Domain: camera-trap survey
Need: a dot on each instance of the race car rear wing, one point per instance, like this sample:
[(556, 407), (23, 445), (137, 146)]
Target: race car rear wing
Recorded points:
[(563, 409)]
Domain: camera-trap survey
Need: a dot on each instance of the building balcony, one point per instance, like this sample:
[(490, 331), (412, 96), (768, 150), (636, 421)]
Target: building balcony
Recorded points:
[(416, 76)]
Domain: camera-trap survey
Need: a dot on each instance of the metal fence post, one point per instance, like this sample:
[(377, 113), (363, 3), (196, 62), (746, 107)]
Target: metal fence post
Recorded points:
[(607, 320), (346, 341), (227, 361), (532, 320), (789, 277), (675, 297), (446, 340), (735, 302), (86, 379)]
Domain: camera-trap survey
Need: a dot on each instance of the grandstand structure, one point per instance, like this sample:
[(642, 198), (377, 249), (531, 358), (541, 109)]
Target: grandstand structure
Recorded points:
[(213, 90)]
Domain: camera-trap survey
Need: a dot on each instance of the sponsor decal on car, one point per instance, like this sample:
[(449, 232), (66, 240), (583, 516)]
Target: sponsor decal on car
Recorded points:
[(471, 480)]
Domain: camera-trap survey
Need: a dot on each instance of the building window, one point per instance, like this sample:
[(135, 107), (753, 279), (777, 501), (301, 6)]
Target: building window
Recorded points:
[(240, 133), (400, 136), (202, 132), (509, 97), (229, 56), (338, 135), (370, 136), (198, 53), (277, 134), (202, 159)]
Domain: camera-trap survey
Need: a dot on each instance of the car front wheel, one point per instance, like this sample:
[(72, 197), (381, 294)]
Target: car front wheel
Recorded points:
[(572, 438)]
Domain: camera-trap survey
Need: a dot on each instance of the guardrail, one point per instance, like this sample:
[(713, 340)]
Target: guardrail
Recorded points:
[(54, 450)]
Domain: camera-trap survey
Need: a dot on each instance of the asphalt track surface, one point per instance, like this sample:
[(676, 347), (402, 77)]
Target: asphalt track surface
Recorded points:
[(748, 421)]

########

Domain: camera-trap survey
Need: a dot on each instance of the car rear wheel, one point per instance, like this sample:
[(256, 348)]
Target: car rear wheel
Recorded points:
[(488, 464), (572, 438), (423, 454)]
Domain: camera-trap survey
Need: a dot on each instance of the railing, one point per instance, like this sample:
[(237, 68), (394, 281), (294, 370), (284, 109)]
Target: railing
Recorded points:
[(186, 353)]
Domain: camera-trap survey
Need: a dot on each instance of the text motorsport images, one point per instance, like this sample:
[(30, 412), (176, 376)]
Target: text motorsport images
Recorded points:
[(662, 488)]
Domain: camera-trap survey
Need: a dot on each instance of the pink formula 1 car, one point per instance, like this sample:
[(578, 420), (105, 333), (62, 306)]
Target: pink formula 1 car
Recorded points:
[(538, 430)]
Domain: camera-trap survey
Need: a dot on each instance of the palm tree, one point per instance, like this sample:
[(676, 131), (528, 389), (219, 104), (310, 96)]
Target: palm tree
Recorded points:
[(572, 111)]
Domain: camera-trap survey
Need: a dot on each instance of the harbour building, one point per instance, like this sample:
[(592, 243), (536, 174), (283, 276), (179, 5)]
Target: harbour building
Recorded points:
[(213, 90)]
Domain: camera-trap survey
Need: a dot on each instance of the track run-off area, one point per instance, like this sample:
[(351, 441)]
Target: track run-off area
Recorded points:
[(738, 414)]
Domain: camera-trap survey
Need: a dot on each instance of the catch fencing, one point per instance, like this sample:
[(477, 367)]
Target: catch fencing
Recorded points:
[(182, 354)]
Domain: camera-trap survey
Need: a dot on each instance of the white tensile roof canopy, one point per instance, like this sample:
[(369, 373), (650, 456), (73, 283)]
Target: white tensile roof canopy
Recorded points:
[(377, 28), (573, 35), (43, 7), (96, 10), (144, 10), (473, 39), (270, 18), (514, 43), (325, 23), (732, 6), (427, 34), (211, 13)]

########

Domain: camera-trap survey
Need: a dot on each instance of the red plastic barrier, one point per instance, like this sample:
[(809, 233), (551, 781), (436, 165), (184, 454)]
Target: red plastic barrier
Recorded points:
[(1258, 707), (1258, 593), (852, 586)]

########

# Problem description:
Count the lines in the records above that contain the word "text", and give only that number.

# Worked answer:
2